Your objective: Please retype every line of the rows below word for word, leaving the pictures out.

Data provided:
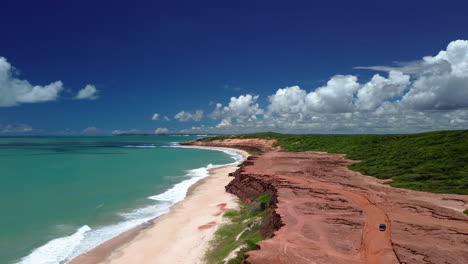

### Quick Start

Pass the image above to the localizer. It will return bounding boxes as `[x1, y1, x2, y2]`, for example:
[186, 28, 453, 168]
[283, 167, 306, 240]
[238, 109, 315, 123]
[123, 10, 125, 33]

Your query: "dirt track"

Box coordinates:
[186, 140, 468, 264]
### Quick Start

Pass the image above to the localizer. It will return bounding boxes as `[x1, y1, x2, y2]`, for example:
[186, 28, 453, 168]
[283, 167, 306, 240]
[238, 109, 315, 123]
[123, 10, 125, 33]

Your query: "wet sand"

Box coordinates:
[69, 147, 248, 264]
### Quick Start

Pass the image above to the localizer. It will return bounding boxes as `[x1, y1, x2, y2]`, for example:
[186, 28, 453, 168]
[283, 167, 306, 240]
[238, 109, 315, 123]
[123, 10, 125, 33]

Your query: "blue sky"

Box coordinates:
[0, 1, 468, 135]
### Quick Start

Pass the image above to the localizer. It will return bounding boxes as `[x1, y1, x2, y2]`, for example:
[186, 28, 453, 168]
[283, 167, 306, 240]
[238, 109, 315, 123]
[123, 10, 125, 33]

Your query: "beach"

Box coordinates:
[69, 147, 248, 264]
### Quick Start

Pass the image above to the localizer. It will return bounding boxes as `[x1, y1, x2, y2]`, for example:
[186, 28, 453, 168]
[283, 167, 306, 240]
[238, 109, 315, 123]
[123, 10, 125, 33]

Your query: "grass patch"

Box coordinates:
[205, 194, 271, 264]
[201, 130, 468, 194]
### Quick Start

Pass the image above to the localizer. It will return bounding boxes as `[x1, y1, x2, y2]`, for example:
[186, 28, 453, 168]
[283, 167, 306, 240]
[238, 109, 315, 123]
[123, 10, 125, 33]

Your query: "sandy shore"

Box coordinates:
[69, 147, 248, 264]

Answer below:
### Quick Start

Pass the image above to the localizer. It will return bounding boxes as `[x1, y1, x2, y2]`, for example:
[186, 28, 453, 168]
[283, 167, 306, 240]
[238, 109, 315, 123]
[123, 10, 125, 33]

Your query: "dirt track"

Box coordinates:
[186, 140, 468, 264]
### Quick Start

Pass the image above to the localizer. It will return bounding boxes as `[x1, y1, x2, y2]`, for example:
[186, 28, 453, 168]
[283, 167, 306, 240]
[238, 109, 315, 123]
[123, 10, 125, 33]

Your query: "wet sand"

Box coordinates:
[69, 147, 248, 264]
### Quick Start

Pass the image above to the localizer. It will return bounding boxes as `[x1, y1, x2, y2]`, for example:
[186, 28, 453, 168]
[283, 167, 306, 240]
[238, 109, 315, 123]
[123, 10, 125, 33]

Your query: "blue sky"

Box coordinates:
[0, 1, 468, 135]
### Quick Start

Pass the image above to the localizer. It will return bounding boxes as `[x1, y1, x2, y2]`, for example:
[186, 28, 453, 168]
[283, 167, 306, 240]
[238, 109, 315, 123]
[123, 10, 125, 33]

Your query: "beach"

Box coordinates:
[69, 147, 248, 264]
### Quick Start

Pass the image above to the localizer. It will return bounding boxes as `[x1, y1, x2, y2]`, for example:
[186, 28, 453, 168]
[283, 167, 306, 240]
[238, 109, 315, 123]
[123, 10, 125, 33]

Your query: "grass patch"

Box coordinates:
[205, 194, 271, 264]
[201, 130, 468, 194]
### Quick Start

Pass the image above to the localizer. It will return bounding boxes as `[x1, y1, x2, y2]`, for example:
[186, 28, 453, 168]
[283, 167, 306, 240]
[238, 109, 315, 123]
[123, 10, 125, 33]

Your query: "sandy shore"

Box coordinates:
[69, 147, 248, 264]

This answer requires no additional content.